» AIM
Format the lines of the entries as a JSON list of strings with one string per line and blank lines left out, starting at the line that contains "Objective — set a marker on each instance of the dirt" and ending at the last line of the entries.

Extracted data entries
-- start --

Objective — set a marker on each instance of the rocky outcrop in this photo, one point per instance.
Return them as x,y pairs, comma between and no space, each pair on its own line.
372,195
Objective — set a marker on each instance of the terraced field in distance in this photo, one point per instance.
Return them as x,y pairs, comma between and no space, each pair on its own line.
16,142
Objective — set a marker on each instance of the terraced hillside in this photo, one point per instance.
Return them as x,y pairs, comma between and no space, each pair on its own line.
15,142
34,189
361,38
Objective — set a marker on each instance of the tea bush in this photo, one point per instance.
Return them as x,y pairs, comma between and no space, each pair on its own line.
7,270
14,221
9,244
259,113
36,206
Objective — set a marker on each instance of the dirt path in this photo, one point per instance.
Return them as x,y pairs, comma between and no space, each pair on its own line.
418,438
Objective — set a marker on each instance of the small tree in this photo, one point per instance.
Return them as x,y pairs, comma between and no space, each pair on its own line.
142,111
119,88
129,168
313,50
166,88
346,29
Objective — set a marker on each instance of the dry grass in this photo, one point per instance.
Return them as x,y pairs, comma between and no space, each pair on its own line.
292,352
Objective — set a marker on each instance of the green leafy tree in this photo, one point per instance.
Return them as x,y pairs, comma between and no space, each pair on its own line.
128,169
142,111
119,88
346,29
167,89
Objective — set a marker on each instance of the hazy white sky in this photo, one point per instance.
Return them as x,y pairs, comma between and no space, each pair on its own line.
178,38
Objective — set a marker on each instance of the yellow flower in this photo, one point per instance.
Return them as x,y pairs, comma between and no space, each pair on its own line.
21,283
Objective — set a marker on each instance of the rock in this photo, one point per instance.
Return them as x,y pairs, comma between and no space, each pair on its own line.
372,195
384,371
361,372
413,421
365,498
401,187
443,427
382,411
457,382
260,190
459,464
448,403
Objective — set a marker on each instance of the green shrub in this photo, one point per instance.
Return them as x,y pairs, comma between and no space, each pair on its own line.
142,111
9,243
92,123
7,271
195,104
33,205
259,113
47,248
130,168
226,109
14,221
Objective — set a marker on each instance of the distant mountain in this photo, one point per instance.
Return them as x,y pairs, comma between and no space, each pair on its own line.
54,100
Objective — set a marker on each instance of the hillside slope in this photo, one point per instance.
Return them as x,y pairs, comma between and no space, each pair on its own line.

-- end --

» CORRECT RESULT
[
  "Objective — set a marker on each instance of the dirt path in this photo, one point per instance.",
  "Return them as x,y pairs, comma between and no space, each pair on its own line.",
  "418,438",
  "Objective — set a marker on each instance of the small tree in this photo, one point per instance.",
  "Return them as x,y pairs, comma between and no space, each pair on its own line.",
  "142,111",
  "119,88",
  "129,168",
  "313,50",
  "166,88",
  "346,29",
  "Objective — set a marker on each instance of the dry grass in this photo, one point per instance.",
  "Return them as x,y pairs, comma between and no space, each pair on its own line.",
  "292,352",
  "Objective — set a marker on each instance of the green leafy tree in this photo, one point per instance.",
  "Return them as x,y pairs, comma between and no space, each pair on its own line.",
  "128,169",
  "142,111",
  "119,88",
  "346,29",
  "167,89",
  "Objective — set a marker on each instance of the hazy white sky in this photo, one point per instance.",
  "Return them as x,y pairs, comma between and no space, each pair on its own line.",
  "178,38",
  "Objective — set a marker on each instance of the yellow flower in this photo, one point per instance.",
  "Return them as x,y pairs, comma between and no space, each pair on its own line.",
  "21,283",
  "Objective — set a marker on each instance of the rock in this photo, one point per instance.",
  "Return them as x,y pairs, comma between and no space, each pair on its own line.",
  "372,195",
  "384,371",
  "361,372",
  "413,421",
  "365,498",
  "401,187",
  "443,427",
  "382,411",
  "457,382",
  "260,190",
  "459,464",
  "448,403",
  "Objective — set a marker on each instance of the green shrub in this photo, one point per instance.",
  "Return them as x,y pairs, comma between and no space, each pair on its own line.",
  "142,111",
  "9,243",
  "92,123",
  "7,271",
  "195,104",
  "33,205",
  "259,113",
  "47,248",
  "130,168",
  "226,109",
  "14,221",
  "Objective — set a marker on each instance of the distant mountain in this photo, one point per instance.",
  "Return them as x,y pairs, comma between and no space, each pair on its own line.",
  "54,100",
  "Objective — set a marker on each instance of the hillside slope in this photo, one point per instance.",
  "Return them as x,y pairs, comma between and no space, each pair on its own line."
]